Task objective
Return all of the data exactly as written, without the pictures.

Data for analysis
* * * * * * * * *
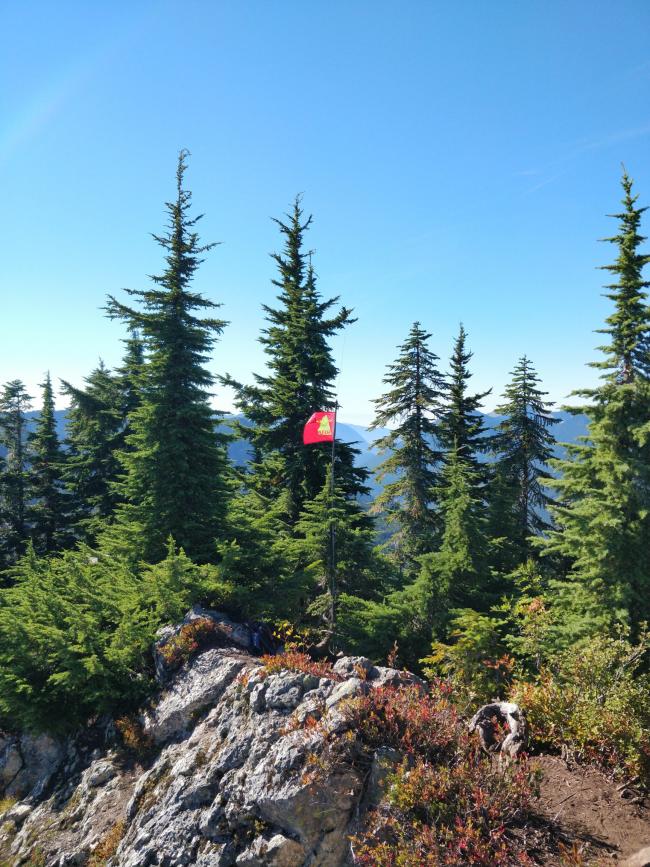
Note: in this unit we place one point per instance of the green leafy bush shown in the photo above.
(594, 701)
(446, 804)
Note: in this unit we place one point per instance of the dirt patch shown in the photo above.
(587, 814)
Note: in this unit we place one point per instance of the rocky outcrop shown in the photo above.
(240, 767)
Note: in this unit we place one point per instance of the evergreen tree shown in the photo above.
(460, 569)
(299, 380)
(14, 530)
(461, 429)
(129, 375)
(175, 468)
(603, 517)
(524, 444)
(412, 405)
(356, 568)
(49, 508)
(94, 438)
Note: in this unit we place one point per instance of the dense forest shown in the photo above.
(485, 560)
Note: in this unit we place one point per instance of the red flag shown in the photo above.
(319, 428)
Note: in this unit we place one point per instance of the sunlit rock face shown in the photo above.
(239, 767)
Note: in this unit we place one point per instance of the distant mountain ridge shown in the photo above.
(570, 428)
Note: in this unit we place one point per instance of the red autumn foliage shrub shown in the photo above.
(417, 724)
(294, 660)
(447, 803)
(190, 638)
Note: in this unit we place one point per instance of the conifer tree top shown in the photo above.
(627, 355)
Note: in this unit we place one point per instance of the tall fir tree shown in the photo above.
(603, 517)
(129, 378)
(299, 380)
(461, 430)
(14, 530)
(411, 407)
(175, 469)
(524, 444)
(94, 438)
(49, 507)
(333, 518)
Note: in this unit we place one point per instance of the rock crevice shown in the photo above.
(246, 768)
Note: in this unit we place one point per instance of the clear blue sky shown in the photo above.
(459, 159)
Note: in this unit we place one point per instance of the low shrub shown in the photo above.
(594, 703)
(447, 803)
(108, 846)
(190, 638)
(134, 738)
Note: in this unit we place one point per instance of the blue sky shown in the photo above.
(459, 159)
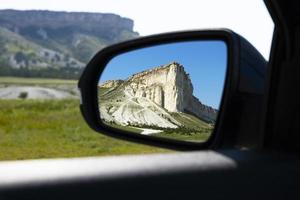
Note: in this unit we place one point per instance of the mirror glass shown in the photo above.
(170, 90)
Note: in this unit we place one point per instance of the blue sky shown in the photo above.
(205, 61)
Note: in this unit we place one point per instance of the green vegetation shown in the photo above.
(23, 95)
(31, 129)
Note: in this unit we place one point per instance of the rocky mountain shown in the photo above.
(56, 44)
(161, 97)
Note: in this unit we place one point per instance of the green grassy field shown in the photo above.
(31, 129)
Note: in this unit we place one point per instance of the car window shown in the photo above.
(44, 46)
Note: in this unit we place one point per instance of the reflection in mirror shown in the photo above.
(171, 90)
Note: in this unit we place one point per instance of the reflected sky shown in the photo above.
(205, 61)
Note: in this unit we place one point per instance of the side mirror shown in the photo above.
(170, 90)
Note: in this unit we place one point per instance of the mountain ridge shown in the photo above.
(150, 98)
(72, 37)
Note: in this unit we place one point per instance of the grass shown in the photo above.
(32, 129)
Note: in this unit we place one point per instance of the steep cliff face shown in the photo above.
(150, 98)
(171, 88)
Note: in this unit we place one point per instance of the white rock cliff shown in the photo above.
(150, 95)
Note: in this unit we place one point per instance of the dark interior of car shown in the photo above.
(256, 156)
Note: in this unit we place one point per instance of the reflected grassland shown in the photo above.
(191, 128)
(181, 133)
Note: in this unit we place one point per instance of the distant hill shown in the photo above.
(56, 44)
(158, 97)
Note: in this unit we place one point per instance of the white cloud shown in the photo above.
(249, 18)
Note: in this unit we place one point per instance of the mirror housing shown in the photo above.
(245, 75)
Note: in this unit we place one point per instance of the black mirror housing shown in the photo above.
(245, 75)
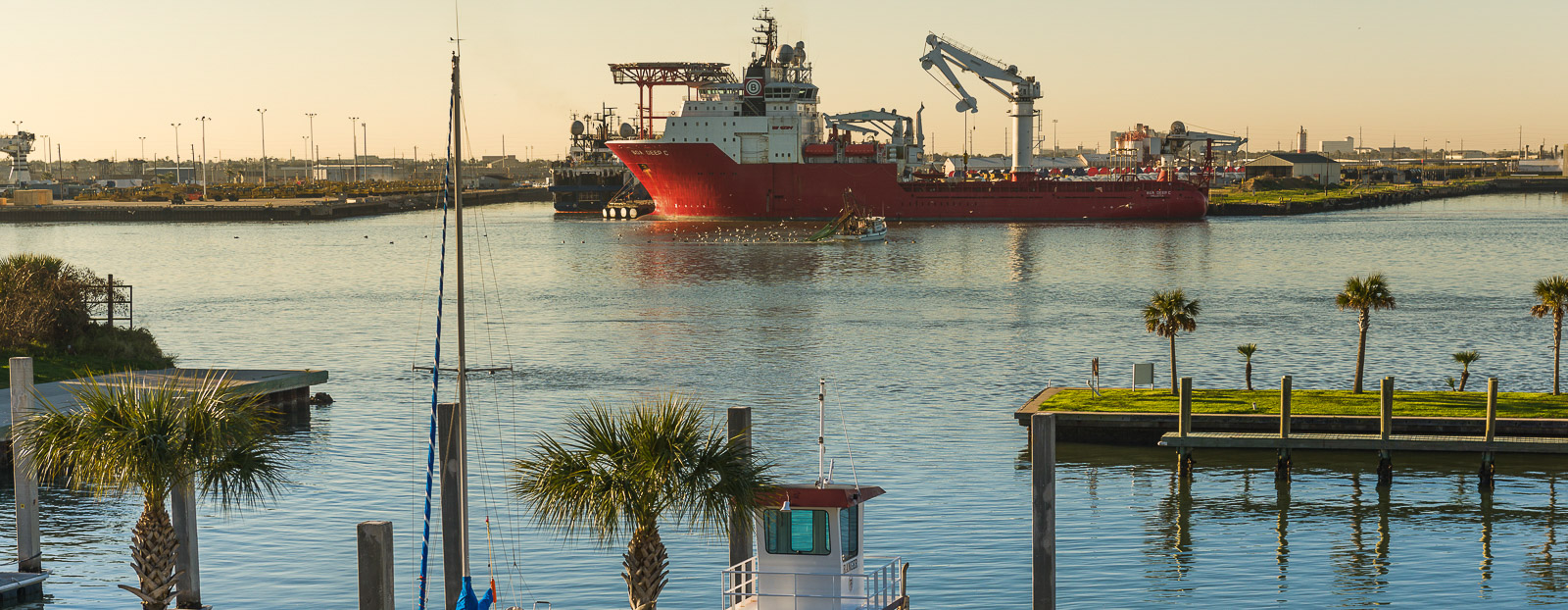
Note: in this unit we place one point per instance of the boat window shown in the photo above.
* * * * * * * * *
Task solution
Note: in this unit we place one point per instance of the green leafy bush shown in the photo above.
(594, 701)
(446, 804)
Note: in this unit we place one point per instance of the dirt patch shown in the photo above.
(587, 814)
Note: in this unit we place one point per instance of the rocky outcrop shown in the photo above.
(240, 767)
Note: in this unit we place one point per instance of the evergreen tree shown in the photo above.
(460, 569)
(299, 380)
(14, 530)
(461, 429)
(129, 375)
(175, 468)
(603, 517)
(524, 444)
(412, 405)
(356, 568)
(49, 508)
(94, 438)
Note: in this unit we place one point per instance of the dense forest shown in the photo above.
(485, 560)
Note: in this unit we place one point per instance of the red flag shown in the photo above.
(319, 428)
Note: in this unit we place one point per instance of the sunlit rock face shown in the photo above.
(239, 767)
Note: in this unit we place one point per instance of the distant mountain ridge shown in the photo above.
(570, 428)
Note: in this unit we place one point per instance of the red autumn foliage shrub shown in the photo above.
(417, 724)
(294, 660)
(447, 803)
(190, 638)
Note: in this unit we place one point per instance of the conifer tree top shown in the photo above.
(627, 355)
Note: in this unit we place one point per instance of the tall fir tree shown in the photo above.
(603, 517)
(129, 378)
(299, 380)
(461, 430)
(14, 530)
(411, 407)
(175, 469)
(524, 444)
(94, 438)
(49, 507)
(333, 518)
Note: in this unit we place one point per instance of the rock crevice shown in the photo above.
(246, 768)
Note: in this unit we place one point per instance of the clear blue sky shown in the photo above.
(459, 159)
Note: in this unit we place one point per instance of the low shrub shown in the photo above.
(594, 703)
(447, 803)
(108, 846)
(190, 638)
(134, 738)
Note: in this unit we place one point per instance of the blue sky shown in the photo above.
(459, 159)
Note: in this unit we place one point per instance of the mirror glass shown in the photo above.
(170, 90)
Note: in this unit we place one point per instance of the blue sky shown in the photo above.
(205, 61)
Note: in this unit we place one point per instance of the green vegetation shown in the photo above.
(23, 95)
(31, 129)
Note: in this unit we place one point per instance of the rocky mountain shown in the photo above.
(56, 44)
(161, 97)
Note: in this unit we place one point per instance of the green grassy field shown in the photo above.
(31, 129)
Note: in this unit we place one point per instance of the car window shown in the photo above.
(44, 46)
Note: in this unit we place one point per instance of the reflection in mirror shown in the photo above.
(171, 90)
Note: in this unit we place one point per instance of the reflected sky shown in the photo above.
(205, 61)
Note: in this unit we place one point per instance of the side mirror shown in the photo above.
(170, 90)
Note: in this unit we place one point per instance of the mountain ridge shown in the photo above.
(150, 98)
(72, 37)
Note: in this unit we place one point per instance of the grass shown in the photo above.
(32, 129)
Note: in this unit we place one point per instance of the steep cliff face shown in the photo above.
(150, 98)
(171, 88)
Note: in this unit we place one point per instance of the white rock cliff shown in the photo above.
(150, 95)
Note: in this unit we place one point per instance of the dark interior of car shown in the photo above.
(256, 156)
Note: in this unit we place one point per instance of the reflected grassland shown in the photo above.
(191, 128)
(181, 133)
Note: in this unit we place one point per instance of the distant hill shown in the photo above.
(56, 44)
(158, 97)
Note: in this unit we place one point per instance of the white cloud shown in the photo above.
(249, 18)
Note: in this unit we place one point per instance of the mirror housing shown in the photo above.
(245, 75)
Note: in this unit we place one point per instance of the black mirror housing shown in the photo above.
(245, 75)
Note: in this unit we place one point per instance of the boat window shown in the photo above.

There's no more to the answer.